==== Provided text
Part of the problem is confusion in the meaning of "type".  The type
systems of various languages are really not type *definition* systems
but type *representation* systems, and we're basically arguing the form
that such representation systems ought to take.  If you're lost at this
point I can suggest the section on types in the book "Programming
Methodology:  A Collection of Papers by IFIP WG2.3", edited by Gries.
Gries's overview and Guttag's paper are good intros to the nature of
types.

About the only reasonable meaning I can ascribe to "strong typing" is
"compile-time type-checking".  This still leaves a lot of leeway for
expansion!  In CLU if you don't like the system-provided arrays you can
make your own arrays (perhaps optimized for sparse matrices) and use
them just like the system arrays.  CLU still manages to do all its
type-checking at compile time.

Sometimes the compile-time checking constraint seems inconvenient for
the programmer, but it does have its advantages, just like forbidding
GOTOs seems inconvenient, but has advantages.

BTW, it may surprise some people that C is "strongly typed".  Read the
reference manual if you don't believe it.  Don't confuse lax compilers
with a vague language definition.
========
==== Supplied entries
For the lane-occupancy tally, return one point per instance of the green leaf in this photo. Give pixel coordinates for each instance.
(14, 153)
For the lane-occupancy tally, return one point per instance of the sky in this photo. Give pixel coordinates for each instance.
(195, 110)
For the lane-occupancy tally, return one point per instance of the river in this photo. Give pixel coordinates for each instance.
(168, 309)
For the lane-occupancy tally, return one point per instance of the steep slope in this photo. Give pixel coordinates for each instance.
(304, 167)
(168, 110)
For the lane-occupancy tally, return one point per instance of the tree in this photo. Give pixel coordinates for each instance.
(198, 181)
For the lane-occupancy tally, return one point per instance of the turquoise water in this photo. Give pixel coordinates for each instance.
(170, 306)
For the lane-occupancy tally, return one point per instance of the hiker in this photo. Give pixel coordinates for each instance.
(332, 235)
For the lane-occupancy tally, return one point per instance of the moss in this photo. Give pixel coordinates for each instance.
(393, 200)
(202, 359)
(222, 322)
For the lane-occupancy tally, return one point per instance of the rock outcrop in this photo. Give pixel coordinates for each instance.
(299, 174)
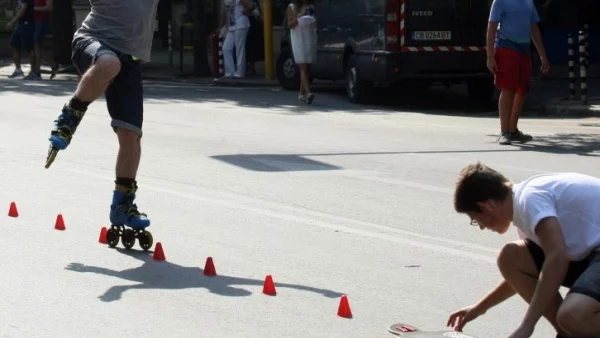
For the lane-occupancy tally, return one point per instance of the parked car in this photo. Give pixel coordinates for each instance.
(372, 43)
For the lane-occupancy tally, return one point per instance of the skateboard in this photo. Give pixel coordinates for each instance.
(407, 330)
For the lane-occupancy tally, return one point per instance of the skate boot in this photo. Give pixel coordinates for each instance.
(63, 131)
(124, 213)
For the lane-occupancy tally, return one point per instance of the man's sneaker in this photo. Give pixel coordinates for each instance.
(17, 72)
(504, 139)
(520, 137)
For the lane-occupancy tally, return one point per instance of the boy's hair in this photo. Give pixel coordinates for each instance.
(477, 183)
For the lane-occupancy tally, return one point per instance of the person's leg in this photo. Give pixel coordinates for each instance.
(15, 46)
(520, 263)
(228, 45)
(98, 65)
(525, 73)
(38, 39)
(240, 50)
(579, 314)
(27, 41)
(506, 80)
(124, 99)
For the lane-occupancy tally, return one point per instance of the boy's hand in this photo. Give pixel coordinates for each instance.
(461, 317)
(522, 332)
(492, 65)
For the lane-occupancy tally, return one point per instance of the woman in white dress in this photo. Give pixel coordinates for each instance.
(303, 33)
(235, 21)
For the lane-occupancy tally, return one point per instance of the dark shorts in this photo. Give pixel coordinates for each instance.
(22, 37)
(514, 71)
(582, 277)
(124, 96)
(41, 27)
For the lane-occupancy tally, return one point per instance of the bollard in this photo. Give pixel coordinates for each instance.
(582, 67)
(571, 42)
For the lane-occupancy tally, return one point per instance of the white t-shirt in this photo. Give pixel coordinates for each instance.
(572, 198)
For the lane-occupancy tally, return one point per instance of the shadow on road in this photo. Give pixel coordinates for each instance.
(576, 144)
(170, 276)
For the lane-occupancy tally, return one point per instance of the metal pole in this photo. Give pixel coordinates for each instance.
(268, 35)
(582, 68)
(571, 42)
(170, 47)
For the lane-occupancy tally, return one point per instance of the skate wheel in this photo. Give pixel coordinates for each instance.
(51, 156)
(112, 237)
(128, 238)
(145, 239)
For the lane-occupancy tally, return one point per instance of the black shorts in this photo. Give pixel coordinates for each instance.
(582, 277)
(124, 95)
(22, 38)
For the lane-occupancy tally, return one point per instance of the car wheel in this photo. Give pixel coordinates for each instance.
(288, 73)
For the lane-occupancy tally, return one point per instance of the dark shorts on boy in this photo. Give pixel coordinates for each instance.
(514, 70)
(124, 96)
(22, 37)
(582, 277)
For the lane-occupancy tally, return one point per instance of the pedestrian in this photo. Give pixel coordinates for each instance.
(21, 39)
(41, 18)
(108, 49)
(511, 28)
(235, 18)
(557, 219)
(301, 20)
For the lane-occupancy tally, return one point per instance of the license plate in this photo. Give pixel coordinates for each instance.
(432, 35)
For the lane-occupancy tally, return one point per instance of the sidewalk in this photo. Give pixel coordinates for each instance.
(549, 97)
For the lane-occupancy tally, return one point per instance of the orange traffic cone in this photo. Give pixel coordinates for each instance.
(344, 308)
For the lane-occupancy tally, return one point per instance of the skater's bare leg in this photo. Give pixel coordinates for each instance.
(95, 81)
(128, 159)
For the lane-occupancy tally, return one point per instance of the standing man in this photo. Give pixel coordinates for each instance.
(511, 28)
(107, 50)
(22, 37)
(41, 18)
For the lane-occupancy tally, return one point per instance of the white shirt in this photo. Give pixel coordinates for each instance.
(235, 15)
(574, 199)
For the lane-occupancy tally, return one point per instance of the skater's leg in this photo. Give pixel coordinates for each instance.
(124, 98)
(99, 65)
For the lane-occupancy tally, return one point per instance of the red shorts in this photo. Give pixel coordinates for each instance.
(514, 71)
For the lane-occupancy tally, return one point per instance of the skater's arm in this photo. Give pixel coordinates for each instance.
(498, 295)
(553, 272)
(20, 14)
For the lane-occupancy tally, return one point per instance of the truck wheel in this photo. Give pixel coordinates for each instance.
(288, 73)
(357, 90)
(481, 90)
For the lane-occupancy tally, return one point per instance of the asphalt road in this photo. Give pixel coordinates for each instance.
(330, 199)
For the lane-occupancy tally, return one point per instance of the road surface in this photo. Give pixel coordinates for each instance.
(331, 200)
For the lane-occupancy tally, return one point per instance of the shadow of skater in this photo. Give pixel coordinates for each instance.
(167, 275)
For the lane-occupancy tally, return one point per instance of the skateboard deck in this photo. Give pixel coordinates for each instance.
(407, 330)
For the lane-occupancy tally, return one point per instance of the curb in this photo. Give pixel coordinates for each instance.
(563, 107)
(222, 82)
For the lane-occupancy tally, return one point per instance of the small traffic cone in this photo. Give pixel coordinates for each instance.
(60, 223)
(102, 238)
(12, 211)
(344, 308)
(269, 286)
(209, 268)
(159, 254)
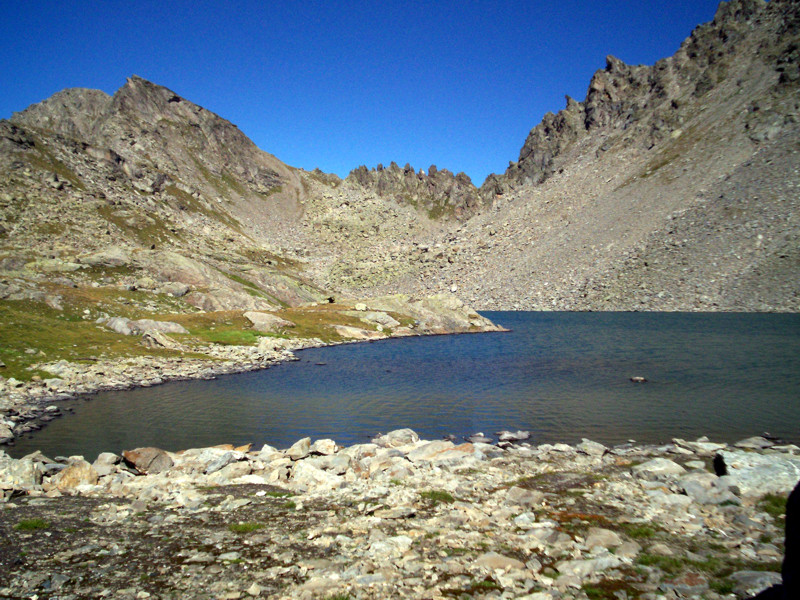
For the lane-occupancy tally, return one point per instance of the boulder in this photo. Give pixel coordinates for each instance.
(396, 438)
(591, 448)
(306, 476)
(149, 325)
(113, 256)
(120, 325)
(356, 333)
(156, 339)
(324, 446)
(658, 468)
(106, 463)
(300, 449)
(79, 472)
(19, 474)
(174, 288)
(758, 474)
(494, 561)
(604, 538)
(517, 496)
(587, 568)
(148, 460)
(752, 583)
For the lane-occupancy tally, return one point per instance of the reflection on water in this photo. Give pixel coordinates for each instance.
(562, 376)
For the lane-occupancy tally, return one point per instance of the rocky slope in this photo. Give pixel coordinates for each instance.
(671, 187)
(438, 192)
(398, 518)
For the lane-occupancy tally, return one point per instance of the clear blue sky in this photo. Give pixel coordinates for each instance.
(335, 84)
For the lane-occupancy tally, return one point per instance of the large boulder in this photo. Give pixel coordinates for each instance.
(19, 474)
(397, 438)
(79, 472)
(148, 460)
(758, 474)
(113, 256)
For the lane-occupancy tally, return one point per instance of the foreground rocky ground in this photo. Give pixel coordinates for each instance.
(398, 518)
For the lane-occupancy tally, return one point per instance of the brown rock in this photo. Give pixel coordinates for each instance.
(148, 460)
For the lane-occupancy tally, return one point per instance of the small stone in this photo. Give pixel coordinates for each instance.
(300, 449)
(591, 448)
(494, 561)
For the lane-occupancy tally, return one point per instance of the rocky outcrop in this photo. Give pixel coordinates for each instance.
(649, 103)
(438, 192)
(398, 517)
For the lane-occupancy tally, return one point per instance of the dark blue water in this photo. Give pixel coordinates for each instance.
(562, 376)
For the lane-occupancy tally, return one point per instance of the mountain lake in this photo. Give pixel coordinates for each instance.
(561, 376)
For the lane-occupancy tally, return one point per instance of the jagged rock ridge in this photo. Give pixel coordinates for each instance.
(438, 192)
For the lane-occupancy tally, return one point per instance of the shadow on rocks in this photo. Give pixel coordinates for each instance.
(789, 588)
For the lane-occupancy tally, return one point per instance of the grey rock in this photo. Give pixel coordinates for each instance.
(751, 583)
(758, 474)
(398, 437)
(19, 474)
(604, 538)
(591, 448)
(300, 449)
(148, 460)
(494, 561)
(754, 443)
(658, 468)
(106, 463)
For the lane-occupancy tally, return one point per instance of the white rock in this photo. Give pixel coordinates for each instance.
(300, 449)
(658, 468)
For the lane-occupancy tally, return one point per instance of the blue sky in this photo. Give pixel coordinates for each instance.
(338, 84)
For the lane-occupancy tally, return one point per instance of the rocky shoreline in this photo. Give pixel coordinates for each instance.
(399, 518)
(27, 406)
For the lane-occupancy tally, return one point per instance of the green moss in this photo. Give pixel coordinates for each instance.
(56, 335)
(279, 494)
(247, 527)
(437, 496)
(638, 532)
(147, 230)
(774, 505)
(671, 565)
(32, 525)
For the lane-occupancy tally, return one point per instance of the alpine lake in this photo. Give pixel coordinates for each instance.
(561, 376)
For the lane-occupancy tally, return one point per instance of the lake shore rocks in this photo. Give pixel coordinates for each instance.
(398, 517)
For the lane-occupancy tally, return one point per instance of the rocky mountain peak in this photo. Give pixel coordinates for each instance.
(74, 112)
(648, 103)
(438, 192)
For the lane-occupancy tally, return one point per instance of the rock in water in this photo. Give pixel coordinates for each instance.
(479, 438)
(148, 460)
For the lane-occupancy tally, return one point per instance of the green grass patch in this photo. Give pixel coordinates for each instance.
(54, 335)
(774, 505)
(638, 531)
(147, 230)
(672, 565)
(245, 527)
(437, 497)
(32, 525)
(279, 494)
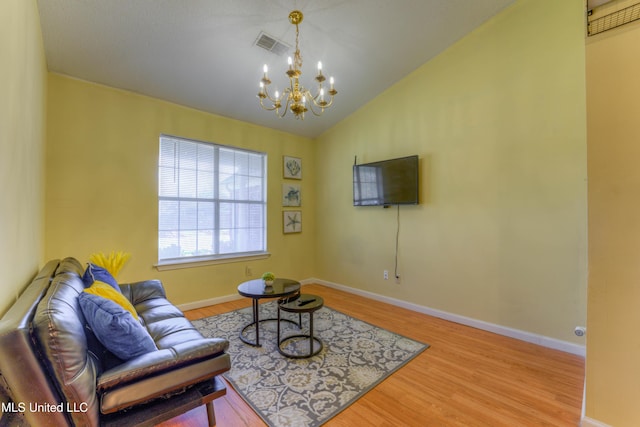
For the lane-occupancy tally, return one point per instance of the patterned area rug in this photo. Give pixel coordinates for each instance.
(308, 392)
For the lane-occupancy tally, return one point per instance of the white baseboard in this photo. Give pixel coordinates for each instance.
(590, 422)
(542, 340)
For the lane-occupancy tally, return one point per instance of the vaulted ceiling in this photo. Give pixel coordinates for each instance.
(202, 53)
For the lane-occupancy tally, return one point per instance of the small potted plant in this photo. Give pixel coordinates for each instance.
(268, 278)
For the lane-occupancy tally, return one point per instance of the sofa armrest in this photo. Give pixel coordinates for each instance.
(138, 292)
(160, 361)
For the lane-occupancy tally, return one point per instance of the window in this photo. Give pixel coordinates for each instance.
(212, 201)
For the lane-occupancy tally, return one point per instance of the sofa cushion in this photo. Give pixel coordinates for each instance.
(95, 272)
(115, 327)
(104, 290)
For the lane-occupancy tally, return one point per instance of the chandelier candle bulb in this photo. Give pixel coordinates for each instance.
(295, 96)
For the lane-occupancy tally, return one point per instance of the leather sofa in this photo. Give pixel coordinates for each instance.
(55, 372)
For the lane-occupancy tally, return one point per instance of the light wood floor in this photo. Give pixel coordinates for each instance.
(467, 377)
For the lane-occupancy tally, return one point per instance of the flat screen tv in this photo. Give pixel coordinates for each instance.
(387, 182)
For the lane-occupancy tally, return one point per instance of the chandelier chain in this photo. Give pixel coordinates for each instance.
(296, 97)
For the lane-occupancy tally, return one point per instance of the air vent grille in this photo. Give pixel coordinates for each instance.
(271, 44)
(613, 20)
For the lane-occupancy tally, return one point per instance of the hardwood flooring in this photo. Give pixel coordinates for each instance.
(468, 377)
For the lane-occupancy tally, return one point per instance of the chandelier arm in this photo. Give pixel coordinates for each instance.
(298, 99)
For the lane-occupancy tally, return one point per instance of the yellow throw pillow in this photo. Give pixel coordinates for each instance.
(107, 291)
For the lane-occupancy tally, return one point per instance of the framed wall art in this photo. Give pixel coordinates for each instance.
(292, 221)
(292, 167)
(291, 195)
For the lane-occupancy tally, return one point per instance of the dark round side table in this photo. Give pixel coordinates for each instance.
(305, 303)
(284, 289)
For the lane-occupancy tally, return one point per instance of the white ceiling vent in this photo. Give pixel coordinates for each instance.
(271, 44)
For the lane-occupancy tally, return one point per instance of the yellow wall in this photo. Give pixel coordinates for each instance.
(22, 130)
(102, 157)
(613, 89)
(499, 122)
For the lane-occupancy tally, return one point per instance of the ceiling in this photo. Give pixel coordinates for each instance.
(202, 53)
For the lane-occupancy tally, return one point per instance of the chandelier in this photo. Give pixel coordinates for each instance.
(296, 97)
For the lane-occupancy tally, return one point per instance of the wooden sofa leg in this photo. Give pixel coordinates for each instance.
(211, 415)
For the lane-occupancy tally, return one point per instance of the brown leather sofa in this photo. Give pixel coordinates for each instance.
(55, 372)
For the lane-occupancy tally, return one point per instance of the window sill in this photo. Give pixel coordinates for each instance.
(176, 264)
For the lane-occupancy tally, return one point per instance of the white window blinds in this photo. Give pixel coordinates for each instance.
(212, 200)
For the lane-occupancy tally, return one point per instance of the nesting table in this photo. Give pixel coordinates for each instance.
(284, 289)
(305, 303)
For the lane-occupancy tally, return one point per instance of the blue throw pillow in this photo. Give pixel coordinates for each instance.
(95, 272)
(115, 327)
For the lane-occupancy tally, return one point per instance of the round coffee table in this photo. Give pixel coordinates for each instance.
(284, 289)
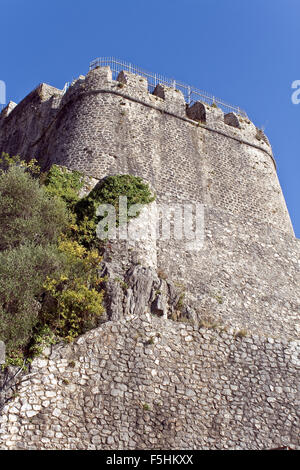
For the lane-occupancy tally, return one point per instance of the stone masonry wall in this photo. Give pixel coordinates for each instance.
(147, 382)
(150, 383)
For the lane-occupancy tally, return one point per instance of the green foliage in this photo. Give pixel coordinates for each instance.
(7, 162)
(49, 287)
(27, 213)
(109, 190)
(64, 184)
(73, 303)
(23, 270)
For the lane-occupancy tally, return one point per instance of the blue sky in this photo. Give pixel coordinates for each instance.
(243, 51)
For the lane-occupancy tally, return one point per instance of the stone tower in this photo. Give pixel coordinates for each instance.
(245, 277)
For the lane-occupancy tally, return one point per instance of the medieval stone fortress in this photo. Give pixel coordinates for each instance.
(226, 374)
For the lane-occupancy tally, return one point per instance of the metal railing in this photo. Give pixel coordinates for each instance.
(191, 94)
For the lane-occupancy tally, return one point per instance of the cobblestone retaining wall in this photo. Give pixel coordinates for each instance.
(150, 383)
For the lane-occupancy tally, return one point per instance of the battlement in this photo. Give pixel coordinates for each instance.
(172, 100)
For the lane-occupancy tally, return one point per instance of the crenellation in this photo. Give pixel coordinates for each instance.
(98, 78)
(232, 119)
(197, 112)
(173, 99)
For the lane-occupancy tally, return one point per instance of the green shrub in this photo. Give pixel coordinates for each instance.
(108, 191)
(23, 270)
(64, 184)
(27, 213)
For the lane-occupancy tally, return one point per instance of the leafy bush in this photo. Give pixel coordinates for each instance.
(64, 184)
(27, 213)
(108, 191)
(73, 303)
(23, 270)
========
Given problem → Return the entire post about strong typing, unchanged and word for word. Rely on the post about strong typing and nothing else.

Exercise solution →
Part of the problem is confusion in the meaning of "type".  The type
systems of various languages are really not type *definition* systems
but type *representation* systems, and we're basically arguing the form
that such representation systems ought to take.  If you're lost at this
point I can suggest the section on types in the book "Programming
Methodology:  A Collection of Papers by IFIP WG2.3", edited by Gries.
Gries's overview and Guttag's paper are good intros to the nature of
types.

About the only reasonable meaning I can ascribe to "strong typing" is
"compile-time type-checking".  This still leaves a lot of leeway for
expansion!  In CLU if you don't like the system-provided arrays you can
make your own arrays (perhaps optimized for sparse matrices) and use
them just like the system arrays.  CLU still manages to do all its
type-checking at compile time.

Sometimes the compile-time checking constraint seems inconvenient for
the programmer, but it does have its advantages, just like forbidding
GOTOs seems inconvenient, but has advantages.

BTW, it may surprise some people that C is "strongly typed".  Read the
reference manual if you don't believe it.  Don't confuse lax compilers
with a vague language definition.